# Data items
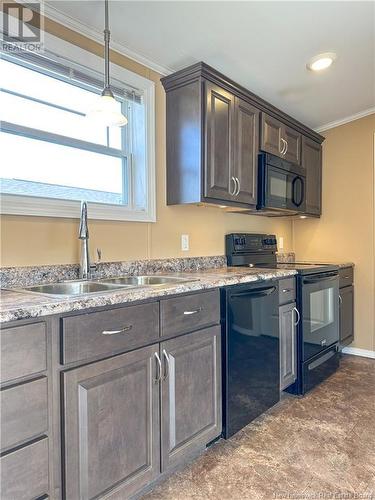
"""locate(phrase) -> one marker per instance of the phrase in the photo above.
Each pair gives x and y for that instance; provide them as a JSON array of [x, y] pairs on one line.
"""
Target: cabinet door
[[288, 345], [246, 151], [346, 315], [111, 425], [218, 182], [271, 132], [293, 145], [191, 394], [312, 162]]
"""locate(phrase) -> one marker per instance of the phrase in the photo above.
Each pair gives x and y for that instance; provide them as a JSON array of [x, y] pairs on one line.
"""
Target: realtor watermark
[[22, 27], [323, 495]]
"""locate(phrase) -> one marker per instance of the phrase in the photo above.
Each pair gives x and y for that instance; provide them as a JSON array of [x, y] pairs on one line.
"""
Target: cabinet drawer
[[24, 472], [24, 412], [287, 290], [190, 312], [23, 351], [109, 332], [346, 276]]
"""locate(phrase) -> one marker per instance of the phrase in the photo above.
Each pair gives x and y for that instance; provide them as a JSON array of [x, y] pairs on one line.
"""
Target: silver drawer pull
[[298, 316], [158, 368], [116, 332], [196, 311]]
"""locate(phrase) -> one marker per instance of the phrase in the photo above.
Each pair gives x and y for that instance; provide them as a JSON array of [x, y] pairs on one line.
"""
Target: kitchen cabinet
[[190, 394], [215, 129], [288, 345], [111, 424], [312, 162], [280, 139], [246, 149], [219, 180], [346, 298], [134, 415], [288, 320]]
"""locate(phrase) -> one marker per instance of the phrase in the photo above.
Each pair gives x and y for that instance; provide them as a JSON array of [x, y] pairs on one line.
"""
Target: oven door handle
[[258, 292], [326, 277]]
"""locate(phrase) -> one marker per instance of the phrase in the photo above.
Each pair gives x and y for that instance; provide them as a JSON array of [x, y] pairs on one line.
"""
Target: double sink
[[83, 287]]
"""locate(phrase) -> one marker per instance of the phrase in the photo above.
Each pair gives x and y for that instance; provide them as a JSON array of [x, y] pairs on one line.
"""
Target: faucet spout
[[83, 235]]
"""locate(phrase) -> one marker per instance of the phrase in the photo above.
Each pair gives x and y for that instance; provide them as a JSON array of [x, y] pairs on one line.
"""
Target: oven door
[[284, 190], [320, 312]]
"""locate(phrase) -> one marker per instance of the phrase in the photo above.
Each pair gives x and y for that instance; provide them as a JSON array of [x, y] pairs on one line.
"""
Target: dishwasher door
[[251, 353]]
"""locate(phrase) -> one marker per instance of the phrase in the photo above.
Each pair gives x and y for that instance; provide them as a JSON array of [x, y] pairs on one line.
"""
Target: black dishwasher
[[251, 376]]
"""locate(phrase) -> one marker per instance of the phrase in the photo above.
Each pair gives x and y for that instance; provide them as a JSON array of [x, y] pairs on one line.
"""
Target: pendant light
[[105, 110]]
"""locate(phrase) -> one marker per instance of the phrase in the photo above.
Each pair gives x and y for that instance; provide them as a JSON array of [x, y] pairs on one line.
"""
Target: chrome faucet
[[84, 268]]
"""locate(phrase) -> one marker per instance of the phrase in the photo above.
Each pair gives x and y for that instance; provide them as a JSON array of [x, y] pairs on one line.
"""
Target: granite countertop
[[21, 305]]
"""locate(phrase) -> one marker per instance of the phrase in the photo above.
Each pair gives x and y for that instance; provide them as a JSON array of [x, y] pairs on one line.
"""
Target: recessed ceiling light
[[321, 61]]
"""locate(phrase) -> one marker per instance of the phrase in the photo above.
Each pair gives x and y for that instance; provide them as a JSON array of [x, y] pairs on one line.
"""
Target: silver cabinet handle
[[116, 332], [158, 369], [167, 365], [196, 311], [232, 179], [298, 316], [238, 186]]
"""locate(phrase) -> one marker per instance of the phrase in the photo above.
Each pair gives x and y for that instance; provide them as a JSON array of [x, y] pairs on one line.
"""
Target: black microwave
[[281, 186]]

# Set exercise
Put each line of the data above into a JSON list of strings, one string per line, with blank lines left out. Omit the pictures from the result.

# Response
[
  "\"\"\"locate(phrase) -> one marker per instance of the phrase in the photo above.",
  "Each pair gives x and y for that instance; provide them as a JSON array of [x, y] pairs on one line.",
  "\"\"\"",
  "Target: cabinet door",
  "[[288, 345], [246, 151], [346, 315], [111, 425], [218, 182], [271, 132], [293, 145], [191, 394], [312, 162]]",
  "\"\"\"locate(phrase) -> one marker per instance of the phrase in the photo above.",
  "Each pair gives x and y for that instance; provide them as a JSON array of [x, y] pairs on one line.",
  "\"\"\"",
  "Target: realtor watermark",
  "[[22, 27], [323, 495]]",
  "\"\"\"locate(phrase) -> one marker per instance of the phrase in the photo above.",
  "Each pair gives x and y for that instance; provide them as a JSON array of [x, y] pairs on one line.",
  "\"\"\"",
  "Target: cabinet drawer",
  "[[24, 472], [24, 412], [287, 290], [190, 312], [23, 351], [109, 332], [346, 276]]",
  "\"\"\"locate(phrase) -> one marker per instance of the phrase in the photo above.",
  "Each pair gives x and y for that instance; provide them as a JSON array of [x, y] pairs on one line.",
  "\"\"\"",
  "Target: silver drawer pull",
  "[[298, 316], [158, 368], [116, 332], [196, 311]]",
  "\"\"\"locate(phrase) -> one marker per instance of the phrase in the photo above.",
  "Each pair gives x and y for that instance; provide them as a JSON array of [x, y] pairs on one line.",
  "\"\"\"",
  "Target: kitchen cabinet",
  "[[190, 394], [215, 129], [288, 345], [111, 424], [312, 162], [280, 139], [246, 149], [219, 180], [346, 298], [134, 415], [288, 320]]",
  "\"\"\"locate(phrase) -> one marker per instance of the phrase in the photo above.",
  "Each pair gives x and y for that instance; provide them as a JSON array of [x, y] pairs on one line.",
  "\"\"\"",
  "Target: oven door handle",
  "[[258, 292], [326, 277]]",
  "\"\"\"locate(phrase) -> one marker per instance of the phrase in the photo above.",
  "Each pair gives x and y for that instance; provide them as a JSON array of [x, y] pairs on one line.",
  "\"\"\"",
  "Target: double sink",
  "[[83, 287]]",
  "\"\"\"locate(phrase) -> one marker per instance of the phrase in the photo above.",
  "Each pair gives x and y for that instance; provide them as a JSON array of [x, y] pairs on one line.",
  "\"\"\"",
  "Target: faucet spout",
  "[[83, 235]]",
  "\"\"\"locate(phrase) -> one marker per instance of the phrase in the photo above.",
  "Each pair gives x and y for that instance; provide them as a JSON array of [x, y] pairs on one line.",
  "\"\"\"",
  "Target: oven door",
  "[[284, 190], [320, 312]]",
  "\"\"\"locate(phrase) -> one marker per instance of the phrase in the photo above.",
  "Each pair gives x and y for that instance; provide them as a JSON array of [x, y] pairs on one line.",
  "\"\"\"",
  "Target: dishwasher door",
  "[[251, 353]]",
  "\"\"\"locate(phrase) -> one marker per instance of the phrase in the photo above.",
  "Each pair gives x and y for that instance; provide them as a JSON array of [x, y] pairs on one line.",
  "\"\"\"",
  "Target: black dishwasher",
  "[[251, 376]]",
  "\"\"\"locate(phrase) -> one marker per instance of the phrase in the photo above.",
  "Each pair gives x and y for that instance; provide them as a JSON array of [x, y] pairs on one line.",
  "\"\"\"",
  "Target: pendant light",
  "[[105, 110]]",
  "\"\"\"locate(phrase) -> one marker per instance of the phrase in the photo above.",
  "Each pair gives x and y for that instance; provide them as a JSON array of [x, y] pairs on one line.",
  "\"\"\"",
  "Target: chrome faucet",
  "[[84, 268]]",
  "\"\"\"locate(phrase) -> one marker per instance of the phrase in the photo above.",
  "Each pair gives x and y for that instance; provide them as a JSON array of [x, y] pairs on one line.",
  "\"\"\"",
  "Target: granite countertop",
  "[[21, 305]]",
  "\"\"\"locate(phrase) -> one marker per instance of the phrase in the photo above.",
  "Each pair gives x and y for that instance; provide them as a JSON array of [x, y] pairs on one line.",
  "\"\"\"",
  "Target: recessed ceiling light",
  "[[321, 61]]",
  "\"\"\"locate(phrase) -> one marker per instance of the phrase in the photo above.",
  "Each pair gives x and y for that instance; provide them as a JSON array of [x, y] pairs on one line.",
  "\"\"\"",
  "Target: silver cabinet handle",
  "[[116, 332], [158, 369], [167, 365], [196, 311], [232, 179], [298, 316], [238, 186]]",
  "\"\"\"locate(phrase) -> one marker per instance of the phrase in the photo above.",
  "Each pair gives x and y for that instance; provide them as a JSON array of [x, y] pairs on one line.",
  "\"\"\"",
  "Target: black microwave",
  "[[281, 186]]"
]